» **Work to do**
1) In the paper on FPGA predistortion linearizers for wideband power amplifiers, how was digital predistortion traditionally implemented?
2) Write the next paragraph of the paper on digital predistortion for wideband power amplifiers, starting after its final sentence.

» **Source document**
----------
# FPGA IMPLEMENTATION OF DIGITAL PREDISTORTION LINEARIZERS FOR WIDEBAND POWER AMPLIFIERS

Navid Lashkarian, Signal Processing Division, Xilinx Inc., San Jose, USA, navid.lashkarian@xilinx.com,

Chris Dick, Signal Processing Division, Xilinx Inc., San Jose, USA, chris.dick@xilinx.com

# ABSTRACT

This paper reports on the FPGA implementation of a Volterra series PA pre-distorter. The implementation of the pre-distorter and the indirect learning architecture for initializing the system is described. We supply insight into the implementation of the adaptive process itself and how the pre-distorter can exploit new generation heterogeneous FPGAs that provide a massively parallel compute fabric for demanding realtime tasks and an embedded processor for processes that have softer schedules. A recent generation visual programming design flow has been used for the implementation. The paper comments on the design productivity and efficiency aspects of the final FPGA implementation using this development environment.

#### 1. INTRODUCTION

Bandwidth efficiency and transmission power efficiency are often conflicting criteria in digital communication systems. One usually has to be traded-off with the other according to the system requirements. In wireless applications, the cost of bandwidth accounts for a considerable portion of overall cost, and it is therefore important to accommodate as many users in the system within the link frequency budget. This requirement imposes a heavy constraint on the power efficiency of the amplifier, contributing to nonlinear behavior in this part of the transmitter [1]. Nonlinear radio frequency (RF) power amplifiers (PA) generate intermodulation (IM) distortion as adjacent channel interference for many modulation formats. Therefore, the design of linearizers has become a key technology in wideband mobile communication transceivers.

One solution is the linearization of the amplifier by means of predistorter as shown in Figure 1. The digital predistortion (DPD) linearizer creates a version of the desired modulation making use of the feedback measurements of the actual amplifier output. The resulting signal, when passed through the nonlinear power amplifier creates a signal in which the power spectral density has significantly lower spectral leakage com-



Figure 1: Adaptive digital predistortion.

pared to an uncompensated transmit signal.

Traditionally, digital predistortion was implemented using a lookup table (LUT) approach. The LUT employed in this approach is representative of the inverse of characteristic of the amplifier [2]. While this approach has widespread application in narrowband power amplifier (memoryless nonlinear systems) linearization, its effectiveness is hampered by the memory effects in wideband power amplifiers, such as those used in multi-carrier Universal Mobile Telecommunications System (UMTS) and CDMA2000 systems.
----------
» **Material supplied**
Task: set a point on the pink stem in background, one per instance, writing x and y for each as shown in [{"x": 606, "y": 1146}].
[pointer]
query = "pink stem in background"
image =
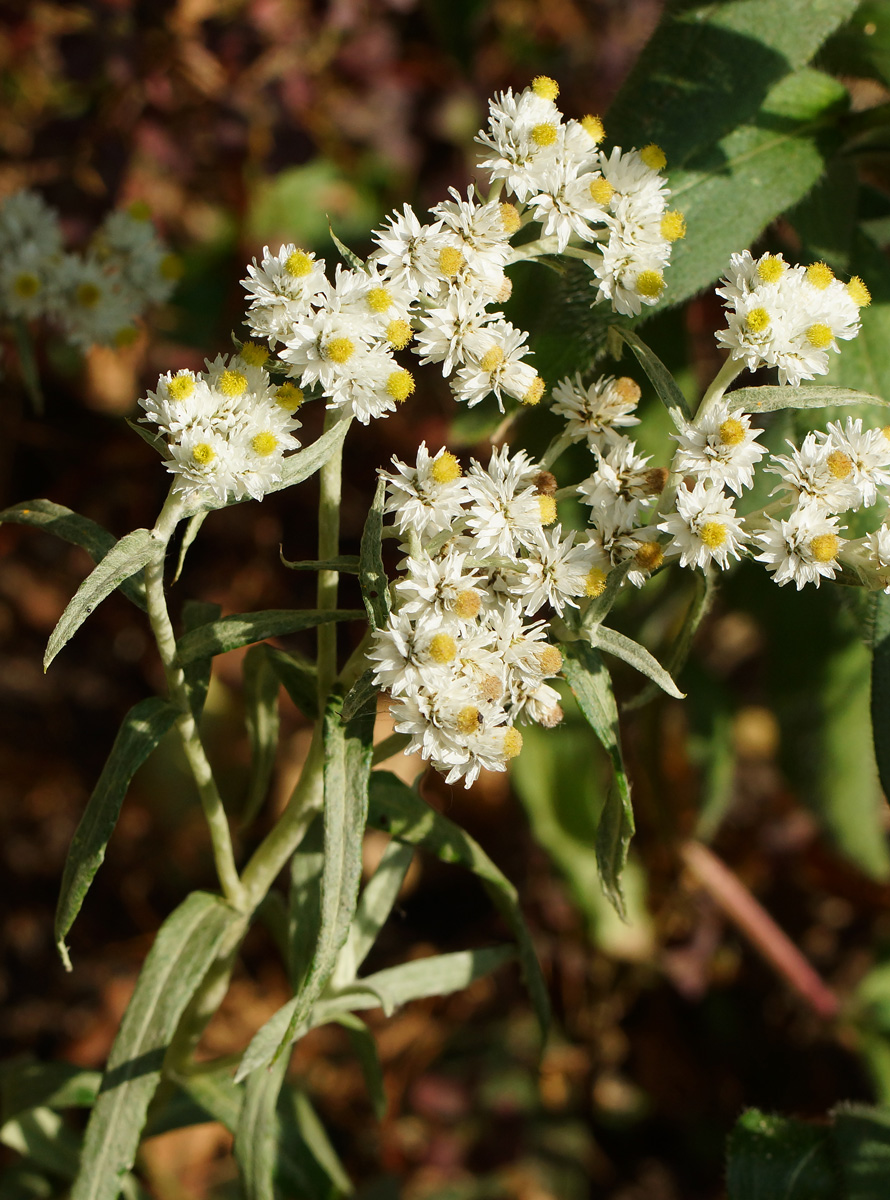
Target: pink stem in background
[{"x": 731, "y": 894}]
----------
» **The results**
1) It was implemented with a lookup table (LUT) approach.

2)
In this paper, we address the design of a linearizer based on an adaptive truncated Volterra series (TVS) approach. TVS systems have become a very popular tool in adaptive nonlinear signal processing [3]. However, their real-time implementation has been restricted by the computational complexity associated with the filtering and adaptive mechanisms. Field programmable gate arrays (FPGAs) are an attractive option for realization of these highly complex signal processing functions for reasons of performance, power consumption and configurability. We propose an efficient and robust architecture for the linearizer based on truncated Volterra filters and provide a simulation model of the system within the Xilinx System Generator for  $DSP^{TM}$  [4] design flow. The implementation achieves up to 50 dB spectral suppression in neighboring frequency bands.



Figure 2: Baseband equivalent model of the DPD circuit. G represents the gain of the power amplifier.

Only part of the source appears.